At the same time, Tee explicitly rejects pushing workflows into the database. Business logic, orchestration, and policy decisions live in Rust, where they can be tested and evolved safely.

Server-rendered first, not anti-frontend

Tee is HTML-first, not anti-frontend.

Server-rendered HTML provides:

  • A stable, debuggable baseline
  • Predictable performance characteristics
  • Reduced client-side state complexity

Progressive enhancement is explicitly allowed:

  • Lightweight JavaScript
  • Partial updates
  • Rich interactions where they add clear value

What Tee rejects is the assumption that every application must start as a complex SPA.

Operational reality over theoretical scalability

Tee optimizes for:

  • Predictable latency
  • Low idle resource usage
  • Clear failure modes
  • Straightforward observability

Scaling strategies are incremental and explicit:

  • Indexes before caches
  • Read replicas before service fan-out
  • Clear justification before adding infrastructure

This keeps systems cheaper to run, easier to operate, and easier to secure.

A reference, not a framework

The Tee System is not a framework and not a silver bullet.

It is a reference architecture and a set of guardrails:

  • For teams that want to move fast without losing control
  • For organizations adopting AI-assisted development responsibly
  • For systems that value correctness, auditability, and long-term maintainability

If you disagree with these constraints, Tee will feel restrictive.

- Given request 1: In the Tee System text, copy the part starting with "At the same" and going on through "HTML-first, not anti-frontend.", replacing "Rust" with "Go".
- Given request 2: In the Tee System text, what should come before caches when scaling?
- Given request 3: Condense the paragraph of the Tee System text that begins "At the same time, Tee explicitly rejects" into one shorter sentence that keeps its main facts.

[Rows from a dataset]
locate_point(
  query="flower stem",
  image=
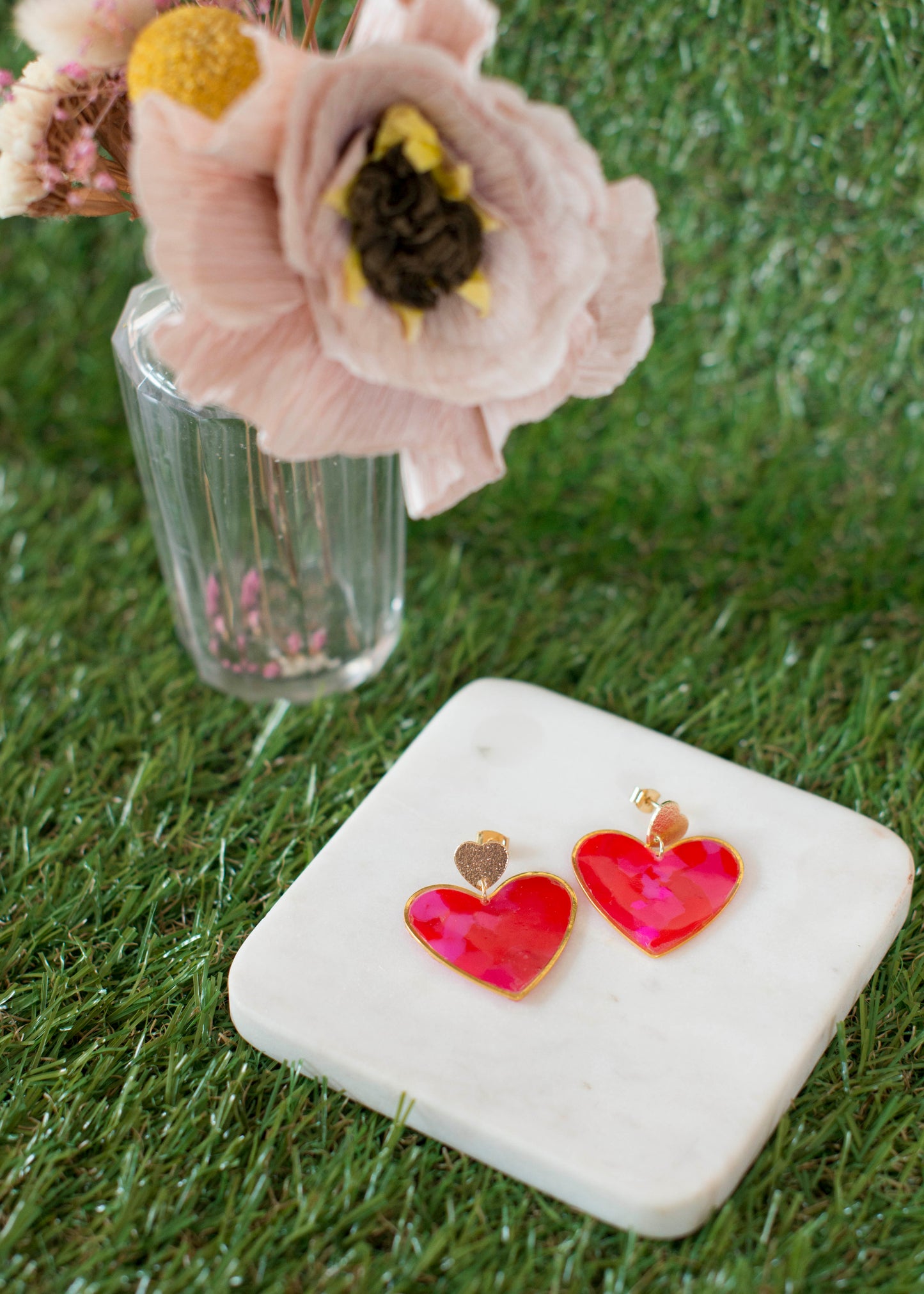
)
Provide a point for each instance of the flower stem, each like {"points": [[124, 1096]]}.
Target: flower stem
{"points": [[351, 26], [311, 22]]}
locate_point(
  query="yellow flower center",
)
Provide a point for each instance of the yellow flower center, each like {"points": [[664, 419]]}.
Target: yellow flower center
{"points": [[404, 131], [198, 58]]}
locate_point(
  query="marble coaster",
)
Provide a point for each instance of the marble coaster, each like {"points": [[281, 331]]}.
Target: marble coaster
{"points": [[638, 1090]]}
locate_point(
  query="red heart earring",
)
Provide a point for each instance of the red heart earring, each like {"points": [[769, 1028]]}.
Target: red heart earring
{"points": [[506, 941], [663, 892]]}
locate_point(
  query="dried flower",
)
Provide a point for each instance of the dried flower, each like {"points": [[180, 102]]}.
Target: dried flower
{"points": [[93, 34], [324, 299], [200, 58], [25, 121]]}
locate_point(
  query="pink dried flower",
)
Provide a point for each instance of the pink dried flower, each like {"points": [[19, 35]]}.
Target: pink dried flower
{"points": [[82, 155], [247, 228], [96, 34], [250, 589]]}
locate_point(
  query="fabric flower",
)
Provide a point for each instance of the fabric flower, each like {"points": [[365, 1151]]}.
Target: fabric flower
{"points": [[95, 34], [25, 120], [480, 278]]}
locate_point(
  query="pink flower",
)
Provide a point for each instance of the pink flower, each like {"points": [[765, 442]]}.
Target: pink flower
{"points": [[250, 589], [245, 228], [212, 596]]}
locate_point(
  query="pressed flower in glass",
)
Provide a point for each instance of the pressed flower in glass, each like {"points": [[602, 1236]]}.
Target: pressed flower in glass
{"points": [[286, 580]]}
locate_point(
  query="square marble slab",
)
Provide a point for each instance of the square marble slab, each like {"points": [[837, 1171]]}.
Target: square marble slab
{"points": [[638, 1090]]}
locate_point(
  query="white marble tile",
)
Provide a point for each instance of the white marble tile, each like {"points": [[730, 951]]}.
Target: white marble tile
{"points": [[636, 1089]]}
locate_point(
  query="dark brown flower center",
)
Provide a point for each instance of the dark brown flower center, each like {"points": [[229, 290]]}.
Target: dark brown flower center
{"points": [[414, 245]]}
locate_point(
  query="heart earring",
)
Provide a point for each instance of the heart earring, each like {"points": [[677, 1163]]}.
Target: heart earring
{"points": [[506, 941], [663, 892]]}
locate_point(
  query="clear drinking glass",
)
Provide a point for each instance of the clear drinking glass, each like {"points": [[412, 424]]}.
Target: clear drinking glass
{"points": [[286, 580]]}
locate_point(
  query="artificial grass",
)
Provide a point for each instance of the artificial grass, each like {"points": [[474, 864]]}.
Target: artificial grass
{"points": [[730, 550]]}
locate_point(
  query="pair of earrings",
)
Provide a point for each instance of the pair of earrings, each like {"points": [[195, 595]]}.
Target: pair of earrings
{"points": [[659, 893]]}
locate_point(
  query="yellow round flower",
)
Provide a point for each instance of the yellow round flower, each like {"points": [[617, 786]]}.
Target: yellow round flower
{"points": [[198, 58]]}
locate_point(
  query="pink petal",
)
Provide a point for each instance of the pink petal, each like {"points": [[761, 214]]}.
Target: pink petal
{"points": [[215, 235], [540, 404], [634, 283], [531, 169], [249, 135], [464, 29], [308, 407]]}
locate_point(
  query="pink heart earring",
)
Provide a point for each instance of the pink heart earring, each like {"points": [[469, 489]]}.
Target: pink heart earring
{"points": [[663, 890], [506, 941]]}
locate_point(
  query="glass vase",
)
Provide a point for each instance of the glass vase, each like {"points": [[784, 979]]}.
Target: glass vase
{"points": [[286, 580]]}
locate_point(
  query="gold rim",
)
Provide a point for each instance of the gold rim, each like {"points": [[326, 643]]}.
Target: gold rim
{"points": [[460, 889], [615, 831]]}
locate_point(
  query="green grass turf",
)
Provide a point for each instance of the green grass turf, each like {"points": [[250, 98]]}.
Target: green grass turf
{"points": [[730, 550]]}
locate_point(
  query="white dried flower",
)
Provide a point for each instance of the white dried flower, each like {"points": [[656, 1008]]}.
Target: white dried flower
{"points": [[96, 34], [20, 187], [24, 125]]}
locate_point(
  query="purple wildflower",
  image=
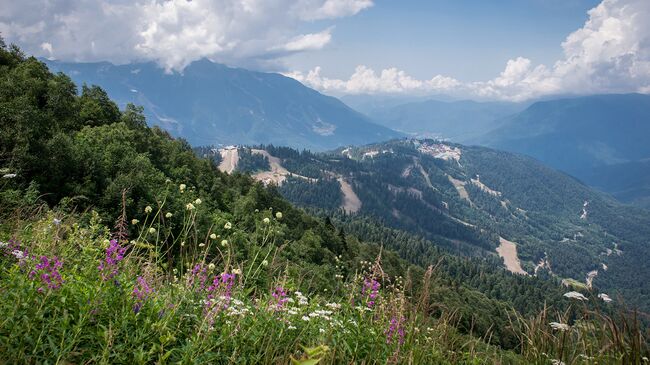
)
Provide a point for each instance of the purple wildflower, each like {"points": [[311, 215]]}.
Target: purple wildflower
{"points": [[395, 329], [198, 273], [141, 292], [370, 291], [47, 270], [219, 295], [279, 297], [114, 254]]}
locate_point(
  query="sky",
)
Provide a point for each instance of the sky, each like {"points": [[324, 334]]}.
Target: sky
{"points": [[495, 50]]}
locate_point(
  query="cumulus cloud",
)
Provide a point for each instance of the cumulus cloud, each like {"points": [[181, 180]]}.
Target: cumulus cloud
{"points": [[610, 53], [171, 32]]}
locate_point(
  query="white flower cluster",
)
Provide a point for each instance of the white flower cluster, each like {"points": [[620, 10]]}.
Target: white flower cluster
{"points": [[302, 300], [560, 326]]}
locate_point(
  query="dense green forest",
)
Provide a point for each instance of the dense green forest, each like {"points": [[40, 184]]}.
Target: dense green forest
{"points": [[405, 186], [118, 244]]}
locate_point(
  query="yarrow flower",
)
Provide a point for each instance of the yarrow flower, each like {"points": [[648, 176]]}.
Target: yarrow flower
{"points": [[370, 291], [560, 326], [604, 297], [141, 292], [575, 295], [47, 271], [279, 297], [108, 268]]}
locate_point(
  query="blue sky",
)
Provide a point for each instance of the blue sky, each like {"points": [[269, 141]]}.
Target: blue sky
{"points": [[488, 50], [467, 39]]}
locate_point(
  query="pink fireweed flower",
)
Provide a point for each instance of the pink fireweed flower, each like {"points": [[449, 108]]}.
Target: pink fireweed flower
{"points": [[395, 330], [47, 270], [219, 295], [279, 295], [141, 292], [114, 254], [370, 291]]}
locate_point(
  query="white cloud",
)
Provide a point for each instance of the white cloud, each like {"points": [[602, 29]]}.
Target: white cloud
{"points": [[610, 53], [366, 81], [171, 32]]}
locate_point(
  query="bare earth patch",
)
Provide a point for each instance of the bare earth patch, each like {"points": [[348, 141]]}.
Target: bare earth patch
{"points": [[460, 187], [278, 173], [351, 202], [508, 251], [229, 159]]}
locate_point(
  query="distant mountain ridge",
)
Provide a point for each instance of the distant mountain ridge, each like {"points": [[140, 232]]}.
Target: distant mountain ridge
{"points": [[601, 139], [210, 103], [474, 201], [459, 121]]}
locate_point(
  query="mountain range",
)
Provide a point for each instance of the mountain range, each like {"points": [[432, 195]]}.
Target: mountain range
{"points": [[600, 139], [209, 103], [472, 201]]}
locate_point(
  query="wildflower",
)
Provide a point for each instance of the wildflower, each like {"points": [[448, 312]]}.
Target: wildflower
{"points": [[605, 298], [18, 254], [48, 273], [141, 292], [396, 327], [575, 295], [370, 290], [279, 297], [197, 272], [560, 326], [114, 254]]}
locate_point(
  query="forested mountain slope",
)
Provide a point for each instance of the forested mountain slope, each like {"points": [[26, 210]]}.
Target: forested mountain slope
{"points": [[601, 139], [210, 103], [474, 200]]}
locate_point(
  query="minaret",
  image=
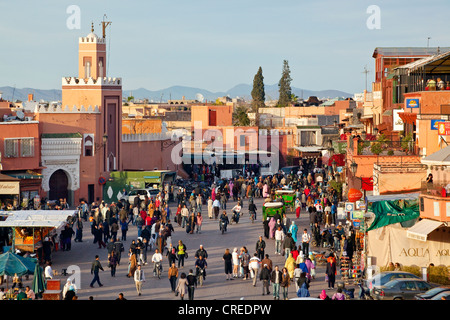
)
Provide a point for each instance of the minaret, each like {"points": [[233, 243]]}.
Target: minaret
{"points": [[91, 56]]}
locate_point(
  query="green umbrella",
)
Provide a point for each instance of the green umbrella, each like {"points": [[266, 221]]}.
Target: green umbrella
{"points": [[39, 285], [11, 264]]}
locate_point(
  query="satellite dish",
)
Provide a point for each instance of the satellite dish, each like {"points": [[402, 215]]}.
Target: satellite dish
{"points": [[199, 97], [20, 114]]}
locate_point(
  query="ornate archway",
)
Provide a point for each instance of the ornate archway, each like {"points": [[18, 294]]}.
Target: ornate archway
{"points": [[59, 185]]}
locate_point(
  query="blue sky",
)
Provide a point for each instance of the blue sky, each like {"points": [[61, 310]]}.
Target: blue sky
{"points": [[214, 45]]}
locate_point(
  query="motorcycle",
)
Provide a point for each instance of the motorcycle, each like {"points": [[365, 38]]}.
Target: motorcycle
{"points": [[158, 269], [200, 276], [363, 294], [222, 226], [235, 217]]}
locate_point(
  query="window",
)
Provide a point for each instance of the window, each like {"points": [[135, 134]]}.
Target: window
{"points": [[11, 148], [242, 140], [307, 138], [88, 145], [423, 286], [27, 147]]}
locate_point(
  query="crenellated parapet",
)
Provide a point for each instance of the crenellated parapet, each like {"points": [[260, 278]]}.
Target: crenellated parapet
{"points": [[91, 38], [104, 81], [140, 137], [66, 109]]}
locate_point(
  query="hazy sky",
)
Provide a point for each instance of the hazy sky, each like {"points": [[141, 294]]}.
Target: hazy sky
{"points": [[215, 45]]}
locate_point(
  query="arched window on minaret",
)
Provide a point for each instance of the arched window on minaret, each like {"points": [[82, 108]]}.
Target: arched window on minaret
{"points": [[87, 69], [100, 68]]}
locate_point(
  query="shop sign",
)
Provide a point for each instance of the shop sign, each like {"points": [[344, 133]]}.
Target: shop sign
{"points": [[357, 215], [444, 128], [435, 124], [412, 103], [349, 206], [9, 187]]}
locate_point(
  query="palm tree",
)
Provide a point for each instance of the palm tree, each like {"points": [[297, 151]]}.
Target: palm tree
{"points": [[240, 117]]}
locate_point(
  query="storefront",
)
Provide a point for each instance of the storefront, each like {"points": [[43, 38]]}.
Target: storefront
{"points": [[30, 186], [9, 192]]}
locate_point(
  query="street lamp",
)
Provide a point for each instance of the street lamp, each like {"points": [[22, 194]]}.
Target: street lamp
{"points": [[337, 176], [354, 167]]}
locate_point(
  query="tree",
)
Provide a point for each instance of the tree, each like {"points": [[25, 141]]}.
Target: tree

- Exercise solution 1:
At the same time, Tee explicitly rejects pushing workflows into the database. Business logic, orchestration, and policy decisions live in Go, where they can be tested and evolved safely.

Server-rendered first, not anti-frontend

Tee is HTML-first, not anti-frontend.

- Exercise solution 2: Indexes.

- Exercise solution 3: Tee keeps workflows out of the database, placing business logic, orchestration, and policy decisions in Rust so they can be safely tested and evolved.